- [Aim of the task]
Pull out every line of the material below that contains the word "white".

- [Materials provided]
++++++

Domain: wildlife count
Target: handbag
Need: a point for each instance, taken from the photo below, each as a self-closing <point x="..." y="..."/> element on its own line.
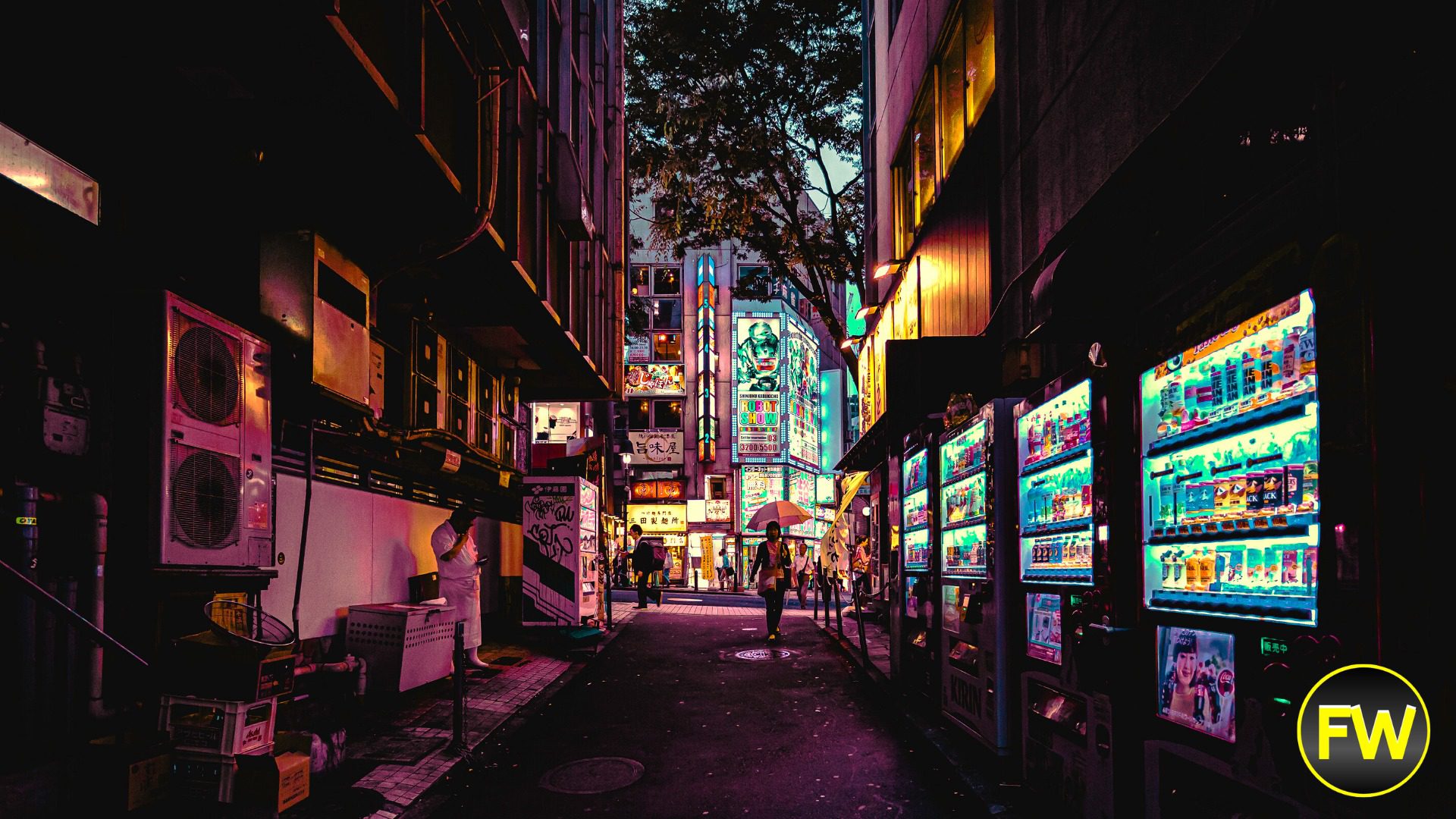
<point x="767" y="579"/>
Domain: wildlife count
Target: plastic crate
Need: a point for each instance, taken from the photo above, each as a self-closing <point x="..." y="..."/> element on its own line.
<point x="405" y="645"/>
<point x="223" y="727"/>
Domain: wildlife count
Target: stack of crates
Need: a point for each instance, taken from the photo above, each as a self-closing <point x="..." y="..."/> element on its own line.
<point x="209" y="736"/>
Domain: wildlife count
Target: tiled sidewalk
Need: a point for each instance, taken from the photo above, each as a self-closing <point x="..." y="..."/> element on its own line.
<point x="490" y="701"/>
<point x="488" y="704"/>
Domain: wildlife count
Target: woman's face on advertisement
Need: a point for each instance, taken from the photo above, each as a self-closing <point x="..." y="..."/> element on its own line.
<point x="1185" y="665"/>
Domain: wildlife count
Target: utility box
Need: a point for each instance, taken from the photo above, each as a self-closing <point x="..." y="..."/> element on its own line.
<point x="405" y="645"/>
<point x="321" y="297"/>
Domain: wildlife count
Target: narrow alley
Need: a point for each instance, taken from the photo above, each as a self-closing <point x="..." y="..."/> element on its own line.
<point x="717" y="729"/>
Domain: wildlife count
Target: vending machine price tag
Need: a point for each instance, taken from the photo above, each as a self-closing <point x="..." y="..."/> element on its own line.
<point x="1273" y="648"/>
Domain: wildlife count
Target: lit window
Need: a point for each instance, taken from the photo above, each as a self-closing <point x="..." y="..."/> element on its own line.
<point x="924" y="150"/>
<point x="667" y="281"/>
<point x="951" y="85"/>
<point x="981" y="57"/>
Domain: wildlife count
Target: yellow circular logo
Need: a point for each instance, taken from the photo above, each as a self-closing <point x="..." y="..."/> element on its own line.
<point x="1363" y="730"/>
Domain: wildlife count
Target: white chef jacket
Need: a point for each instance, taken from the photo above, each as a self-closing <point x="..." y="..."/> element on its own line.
<point x="459" y="580"/>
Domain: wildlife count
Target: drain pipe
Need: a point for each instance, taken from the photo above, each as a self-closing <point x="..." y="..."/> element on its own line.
<point x="98" y="532"/>
<point x="350" y="664"/>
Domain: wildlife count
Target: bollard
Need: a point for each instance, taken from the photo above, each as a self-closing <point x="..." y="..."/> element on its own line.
<point x="457" y="742"/>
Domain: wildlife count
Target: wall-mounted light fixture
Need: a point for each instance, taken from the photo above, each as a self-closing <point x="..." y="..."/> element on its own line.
<point x="887" y="267"/>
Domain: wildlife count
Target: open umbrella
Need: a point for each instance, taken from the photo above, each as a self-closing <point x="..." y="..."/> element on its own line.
<point x="783" y="512"/>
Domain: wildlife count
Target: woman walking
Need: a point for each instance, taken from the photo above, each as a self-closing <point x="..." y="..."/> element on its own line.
<point x="774" y="569"/>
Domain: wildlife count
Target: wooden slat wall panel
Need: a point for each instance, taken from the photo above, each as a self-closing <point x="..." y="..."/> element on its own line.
<point x="956" y="276"/>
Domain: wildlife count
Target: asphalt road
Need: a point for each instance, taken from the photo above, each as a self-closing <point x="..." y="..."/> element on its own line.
<point x="715" y="735"/>
<point x="688" y="598"/>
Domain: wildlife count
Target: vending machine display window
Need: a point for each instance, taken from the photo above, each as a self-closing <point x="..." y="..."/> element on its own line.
<point x="1055" y="447"/>
<point x="963" y="503"/>
<point x="916" y="510"/>
<point x="1231" y="472"/>
<point x="1196" y="679"/>
<point x="1044" y="627"/>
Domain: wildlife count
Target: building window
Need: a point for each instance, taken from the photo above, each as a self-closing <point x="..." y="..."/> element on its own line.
<point x="951" y="85"/>
<point x="903" y="181"/>
<point x="924" y="152"/>
<point x="667" y="314"/>
<point x="637" y="416"/>
<point x="667" y="281"/>
<point x="641" y="275"/>
<point x="981" y="57"/>
<point x="667" y="346"/>
<point x="667" y="414"/>
<point x="756" y="283"/>
<point x="717" y="487"/>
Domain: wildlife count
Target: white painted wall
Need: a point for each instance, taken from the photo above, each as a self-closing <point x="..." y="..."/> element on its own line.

++++++

- [In response]
Target: white chef jacket
Target: white painted wall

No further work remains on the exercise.